■ ИНСТРУКЦИИ И ТРЕБОВАНИЯ ■
Представьте все пункты ниже в виде JSON-списка строк, по одному элементу списка на каждую строку. Пустые строки пропустите.

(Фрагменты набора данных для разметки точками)
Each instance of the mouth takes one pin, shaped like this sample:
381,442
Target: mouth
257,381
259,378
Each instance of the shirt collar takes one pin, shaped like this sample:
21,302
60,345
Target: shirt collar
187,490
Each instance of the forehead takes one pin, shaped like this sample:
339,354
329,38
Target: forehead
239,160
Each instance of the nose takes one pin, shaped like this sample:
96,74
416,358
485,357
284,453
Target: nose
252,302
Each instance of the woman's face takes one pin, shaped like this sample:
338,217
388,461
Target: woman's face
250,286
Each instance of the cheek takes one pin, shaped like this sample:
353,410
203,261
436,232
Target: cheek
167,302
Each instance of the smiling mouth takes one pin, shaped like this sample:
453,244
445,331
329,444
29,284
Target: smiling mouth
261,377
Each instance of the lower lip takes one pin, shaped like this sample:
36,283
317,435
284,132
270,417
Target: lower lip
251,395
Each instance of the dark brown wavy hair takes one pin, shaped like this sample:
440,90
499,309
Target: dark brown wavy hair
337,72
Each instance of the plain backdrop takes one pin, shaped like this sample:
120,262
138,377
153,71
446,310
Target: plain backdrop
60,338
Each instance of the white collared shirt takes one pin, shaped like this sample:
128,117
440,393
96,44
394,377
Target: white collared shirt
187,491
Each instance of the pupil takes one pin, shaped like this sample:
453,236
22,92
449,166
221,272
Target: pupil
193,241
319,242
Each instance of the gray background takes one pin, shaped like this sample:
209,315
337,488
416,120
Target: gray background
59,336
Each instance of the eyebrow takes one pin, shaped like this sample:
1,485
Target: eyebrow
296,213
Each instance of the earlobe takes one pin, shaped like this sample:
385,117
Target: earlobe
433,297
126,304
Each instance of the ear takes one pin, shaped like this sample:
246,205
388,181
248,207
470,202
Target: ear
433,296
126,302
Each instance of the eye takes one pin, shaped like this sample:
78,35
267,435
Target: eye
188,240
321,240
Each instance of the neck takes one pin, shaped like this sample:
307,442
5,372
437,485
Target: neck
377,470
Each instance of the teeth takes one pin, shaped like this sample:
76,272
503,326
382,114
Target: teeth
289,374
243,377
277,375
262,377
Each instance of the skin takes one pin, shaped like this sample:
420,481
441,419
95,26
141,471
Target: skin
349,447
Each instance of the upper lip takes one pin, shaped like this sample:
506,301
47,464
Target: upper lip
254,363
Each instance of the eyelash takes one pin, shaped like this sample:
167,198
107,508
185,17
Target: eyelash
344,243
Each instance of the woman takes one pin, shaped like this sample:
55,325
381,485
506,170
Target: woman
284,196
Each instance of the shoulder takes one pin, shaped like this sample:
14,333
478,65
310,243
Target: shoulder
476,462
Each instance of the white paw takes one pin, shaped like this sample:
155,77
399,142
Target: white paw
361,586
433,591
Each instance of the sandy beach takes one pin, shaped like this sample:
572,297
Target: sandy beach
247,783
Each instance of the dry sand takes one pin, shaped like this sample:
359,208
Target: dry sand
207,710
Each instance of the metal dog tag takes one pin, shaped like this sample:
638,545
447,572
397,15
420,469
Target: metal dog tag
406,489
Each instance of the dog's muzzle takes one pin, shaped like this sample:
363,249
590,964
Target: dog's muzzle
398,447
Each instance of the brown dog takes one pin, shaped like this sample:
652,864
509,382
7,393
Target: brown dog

■ ОТВЕТ ■
[
  "Each instance of the mouth takes one pin, shaped like this sample:",
  "381,442",
  "Target: mouth",
  "257,381",
  "259,378",
  "Each instance of the shirt collar takes one pin, shaped like this sample:",
  "21,302",
  "60,345",
  "Target: shirt collar",
  "187,490",
  "Each instance of the forehead takes one pin, shaped like this sample:",
  "339,354",
  "329,38",
  "Target: forehead",
  "239,160",
  "Each instance of the nose takes one pin, shaped like this sample:",
  "96,74",
  "416,358",
  "485,357",
  "284,453",
  "Target: nose",
  "252,302",
  "Each instance of the woman's face takes one pin, shaped like this sample:",
  "338,217",
  "388,461",
  "Target: woman's face",
  "250,286",
  "Each instance of the cheek takes one pin, shaped like this sample:",
  "353,410",
  "203,261",
  "436,232",
  "Target: cheek",
  "167,302",
  "Each instance of the smiling mouth takes one pin, shaped like this sample:",
  "453,244",
  "445,331",
  "329,444",
  "29,284",
  "Target: smiling mouth",
  "261,377",
  "Each instance of the lower lip takes one pin, shaped like this sample:",
  "36,283",
  "317,435",
  "284,132",
  "270,417",
  "Target: lower lip",
  "251,395",
  "Each instance of the dark brown wavy hair takes one pin, shaped like this sample:",
  "440,90",
  "499,309",
  "Target: dark brown wavy hair",
  "337,72",
  "Each instance of the plain backdrop takes one pin, shaped like this sample:",
  "120,262",
  "138,377",
  "153,71",
  "446,310",
  "Target: plain backdrop",
  "60,338",
  "Each instance of the white collared shirt takes one pin, shaped like this sample:",
  "128,117",
  "440,393",
  "96,44",
  "394,377",
  "Target: white collared shirt",
  "187,491",
  "Each instance of the pupil takes one pin, shaped like this sample:",
  "453,236",
  "22,92",
  "449,166",
  "221,272",
  "Target: pupil",
  "193,241",
  "319,242",
  "Each instance of the gray background takes one pin, shaped like this sample:",
  "209,315",
  "337,488",
  "416,120",
  "Target: gray background",
  "59,336",
  "Each instance of the eyebrow takes one pin, shaped like this sample:",
  "1,485",
  "Target: eyebrow",
  "296,213",
  "Each instance of the earlobe takes one pin, shaped like this sample:",
  "385,117",
  "Target: earlobe",
  "433,297",
  "126,304",
  "Each instance of the ear takes one pin, shaped like this sample:",
  "246,205",
  "388,181",
  "248,207",
  "470,202",
  "Target: ear",
  "433,296",
  "126,302",
  "Each instance of the eye takes one pin, shaped like this sample:",
  "78,35",
  "267,435",
  "Target: eye",
  "188,240",
  "321,240",
  "Each instance of the neck takes one pin, shaped like this sample:",
  "307,442",
  "5,372",
  "437,485",
  "Target: neck",
  "377,470",
  "Each instance of the teeth takes one pin, shaped like this sample:",
  "76,272",
  "503,326",
  "382,114",
  "Target: teeth",
  "289,374",
  "243,377",
  "277,375",
  "262,377",
  "Each instance of the skin takes one pin, shaped like this sample:",
  "420,481",
  "441,419",
  "95,26",
  "141,471",
  "Target: skin",
  "349,447",
  "Each instance of the upper lip takes one pin, shaped like this sample:",
  "506,301",
  "47,464",
  "Target: upper lip",
  "254,363",
  "Each instance of the eyelash takes one pin, shaped like this sample:",
  "167,198",
  "107,508",
  "185,17",
  "Target: eyelash",
  "344,243",
  "Each instance of the woman takes one pin, shaped like this sample:",
  "55,325",
  "381,485",
  "506,170",
  "Target: woman",
  "284,196",
  "Each instance of the shoulder takes one pin, shaped like this sample:",
  "14,333",
  "478,65",
  "310,243",
  "Target: shoulder",
  "476,462",
  "Each instance of the white paw takes one pin, shaped like this sample:",
  "155,77",
  "399,142",
  "Target: white paw",
  "361,586",
  "433,591",
  "Each instance of the sandy beach takes one pin, shaped like this sample:",
  "572,297",
  "Target: sandy beach",
  "247,783",
  "Each instance of the dry sand takes one pin, shaped like this sample:",
  "359,208",
  "Target: dry sand",
  "207,710",
  "Each instance of the metal dog tag takes one pin, shaped like this sample:",
  "638,545",
  "447,572",
  "397,15",
  "420,469",
  "Target: metal dog tag",
  "406,489",
  "Each instance of the dog's muzzle takes one pin, shaped like this sample:",
  "363,249",
  "590,964",
  "Target: dog's muzzle",
  "398,447",
  "Each instance of the brown dog takes one pin, shaped like this sample:",
  "652,864",
  "509,382",
  "7,393",
  "Target: brown dog"
]